- _Data for the task_
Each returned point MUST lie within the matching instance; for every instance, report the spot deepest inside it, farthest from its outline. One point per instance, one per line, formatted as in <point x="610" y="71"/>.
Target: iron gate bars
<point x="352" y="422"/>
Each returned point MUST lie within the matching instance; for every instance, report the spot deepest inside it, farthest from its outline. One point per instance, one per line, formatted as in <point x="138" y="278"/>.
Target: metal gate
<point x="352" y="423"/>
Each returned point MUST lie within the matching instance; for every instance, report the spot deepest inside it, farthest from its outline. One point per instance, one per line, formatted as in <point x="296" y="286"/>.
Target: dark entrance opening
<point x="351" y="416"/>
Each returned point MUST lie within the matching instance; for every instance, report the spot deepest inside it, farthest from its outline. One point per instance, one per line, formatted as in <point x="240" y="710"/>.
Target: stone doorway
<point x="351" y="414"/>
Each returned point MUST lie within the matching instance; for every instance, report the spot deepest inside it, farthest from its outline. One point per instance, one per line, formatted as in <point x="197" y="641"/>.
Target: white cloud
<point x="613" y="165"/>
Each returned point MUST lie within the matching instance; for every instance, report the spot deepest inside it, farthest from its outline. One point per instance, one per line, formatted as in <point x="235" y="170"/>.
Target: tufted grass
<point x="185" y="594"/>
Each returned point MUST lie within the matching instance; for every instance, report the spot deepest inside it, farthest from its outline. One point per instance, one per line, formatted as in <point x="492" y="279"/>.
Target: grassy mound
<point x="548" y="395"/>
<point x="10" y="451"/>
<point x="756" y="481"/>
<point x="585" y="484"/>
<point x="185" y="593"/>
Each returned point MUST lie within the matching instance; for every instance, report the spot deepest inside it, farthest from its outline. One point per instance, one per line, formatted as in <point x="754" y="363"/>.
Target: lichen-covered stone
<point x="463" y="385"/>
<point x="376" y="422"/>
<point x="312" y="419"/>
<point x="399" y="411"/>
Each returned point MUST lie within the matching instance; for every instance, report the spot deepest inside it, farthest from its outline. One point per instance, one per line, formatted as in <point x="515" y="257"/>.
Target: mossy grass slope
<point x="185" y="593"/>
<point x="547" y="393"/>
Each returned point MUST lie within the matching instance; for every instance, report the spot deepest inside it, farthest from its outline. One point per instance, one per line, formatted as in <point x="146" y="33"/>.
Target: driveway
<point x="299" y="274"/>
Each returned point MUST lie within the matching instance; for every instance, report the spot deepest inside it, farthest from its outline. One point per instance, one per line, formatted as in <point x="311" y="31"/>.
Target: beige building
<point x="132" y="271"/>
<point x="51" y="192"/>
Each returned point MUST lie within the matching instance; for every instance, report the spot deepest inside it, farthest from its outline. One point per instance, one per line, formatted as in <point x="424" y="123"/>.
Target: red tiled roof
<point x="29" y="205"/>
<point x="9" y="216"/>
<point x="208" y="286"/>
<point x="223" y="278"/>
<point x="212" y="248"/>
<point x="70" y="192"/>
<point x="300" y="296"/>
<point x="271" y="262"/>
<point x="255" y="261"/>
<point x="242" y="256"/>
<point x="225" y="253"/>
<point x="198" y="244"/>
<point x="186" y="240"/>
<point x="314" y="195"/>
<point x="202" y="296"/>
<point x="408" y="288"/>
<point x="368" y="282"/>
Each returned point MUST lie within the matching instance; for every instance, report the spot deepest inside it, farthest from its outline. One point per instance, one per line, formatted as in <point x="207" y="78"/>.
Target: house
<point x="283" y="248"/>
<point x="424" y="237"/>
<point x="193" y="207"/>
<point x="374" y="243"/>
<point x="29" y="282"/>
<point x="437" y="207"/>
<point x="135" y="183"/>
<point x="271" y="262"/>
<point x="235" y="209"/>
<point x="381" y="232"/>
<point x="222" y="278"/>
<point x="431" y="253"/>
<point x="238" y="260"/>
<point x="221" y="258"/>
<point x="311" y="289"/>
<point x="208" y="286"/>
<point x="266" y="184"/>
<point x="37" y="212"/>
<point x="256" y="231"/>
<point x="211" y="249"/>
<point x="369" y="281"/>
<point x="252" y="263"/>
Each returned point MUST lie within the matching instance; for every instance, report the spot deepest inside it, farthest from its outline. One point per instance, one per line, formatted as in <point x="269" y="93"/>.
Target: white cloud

- _Your goal_
Your task is to quote all of the data word for word.

- _Finished task_
Each returned point MUST lie within the matching instance; for every instance, report the spot deepest inside it, farthest from its outline. One point per instance, one per line, formatted as in <point x="610" y="71"/>.
Target: iron gate bars
<point x="352" y="422"/>
Each returned point MUST lie within the matching instance; for every instance, report the spot deepest inside it, farthest from its outline. One point per instance, one per line, formatted as in <point x="138" y="278"/>.
Target: metal gate
<point x="352" y="423"/>
Each returned point MUST lie within the matching instance; for every instance, report the spot deepest inside it, farthest from its outline. One point per instance, one per line, formatted as in <point x="296" y="286"/>.
Target: dark entrance opening
<point x="351" y="416"/>
Each returned point MUST lie within the matching instance; for every instance, report the spot deepest inside it, farthest from its outline. One point per instance, one per line, formatted as in <point x="240" y="710"/>.
Target: stone doorway
<point x="351" y="414"/>
Each returned point MUST lie within the matching instance; for every instance, report the spot deepest inside it, farthest from its outline. One point per instance, one per line, formatted as in <point x="197" y="641"/>.
Target: white cloud
<point x="613" y="165"/>
Each returned point MUST lie within the matching instance; for every instance, report the spot deepest inside it, farthest from its outline. One point per instance, one per line, formatted as in <point x="235" y="170"/>.
Target: tufted grass
<point x="185" y="594"/>
Each returned point MUST lie within the matching instance; for every instance, report the spot deepest inside it, farthest from its outline. One point per instance, one per line, formatted as in <point x="492" y="279"/>.
Target: grassy mound
<point x="548" y="395"/>
<point x="10" y="451"/>
<point x="756" y="481"/>
<point x="585" y="484"/>
<point x="185" y="593"/>
Each returned point MUST lie within the matching instance; for every instance, report the spot deepest inside it, farthest from its outline. One point per instance, one per line, formatted as in <point x="754" y="363"/>.
Target: lichen-covered stone
<point x="463" y="385"/>
<point x="376" y="422"/>
<point x="312" y="419"/>
<point x="399" y="411"/>
Each returned point MUST lie within the matching instance; for every instance, report the spot deepest inside it, farthest from its outline. One point per instance, one per line, formatted as in <point x="515" y="257"/>.
Target: mossy grass slope
<point x="185" y="593"/>
<point x="547" y="393"/>
Each returned point MUST lie within the matching instance; for every instance, report the spot deepest inside it, farthest from its outline. One point per instance, one per line, formatted as in <point x="146" y="33"/>.
Target: driveway
<point x="299" y="274"/>
Each returned point MUST lie within the matching instance; for every instance, report the spot deepest inside it, farthest from its outline. One point per instance, one per line, formatted as in <point x="311" y="31"/>.
Target: beige building
<point x="132" y="271"/>
<point x="51" y="192"/>
Each returned point MUST lie within the matching instance; for every instance, report the spot deepest inside it, farthest from its outline. One point per instance, one per line, formatted as in <point x="424" y="123"/>.
Target: red tiled roof
<point x="29" y="205"/>
<point x="9" y="216"/>
<point x="208" y="286"/>
<point x="223" y="278"/>
<point x="212" y="248"/>
<point x="70" y="192"/>
<point x="300" y="296"/>
<point x="271" y="262"/>
<point x="255" y="261"/>
<point x="242" y="256"/>
<point x="225" y="253"/>
<point x="198" y="244"/>
<point x="186" y="240"/>
<point x="314" y="195"/>
<point x="202" y="296"/>
<point x="408" y="288"/>
<point x="368" y="282"/>
Each returned point MUST lie within the matching instance; for every instance, report the spot deepest inside it, farthest from its outline. One point per instance, one per line, formatted as in <point x="207" y="78"/>.
Target: house
<point x="283" y="248"/>
<point x="424" y="237"/>
<point x="193" y="207"/>
<point x="374" y="243"/>
<point x="29" y="282"/>
<point x="437" y="207"/>
<point x="135" y="183"/>
<point x="271" y="262"/>
<point x="235" y="209"/>
<point x="381" y="232"/>
<point x="222" y="278"/>
<point x="431" y="253"/>
<point x="238" y="260"/>
<point x="221" y="258"/>
<point x="311" y="289"/>
<point x="208" y="286"/>
<point x="266" y="184"/>
<point x="37" y="212"/>
<point x="256" y="231"/>
<point x="211" y="249"/>
<point x="369" y="281"/>
<point x="252" y="263"/>
Each returned point MUST lie within the matching instance; for every instance, report the spot deepest inside it, farthest from its outline. One point per instance, one per line, formatted as in <point x="269" y="93"/>.
Target: white cloud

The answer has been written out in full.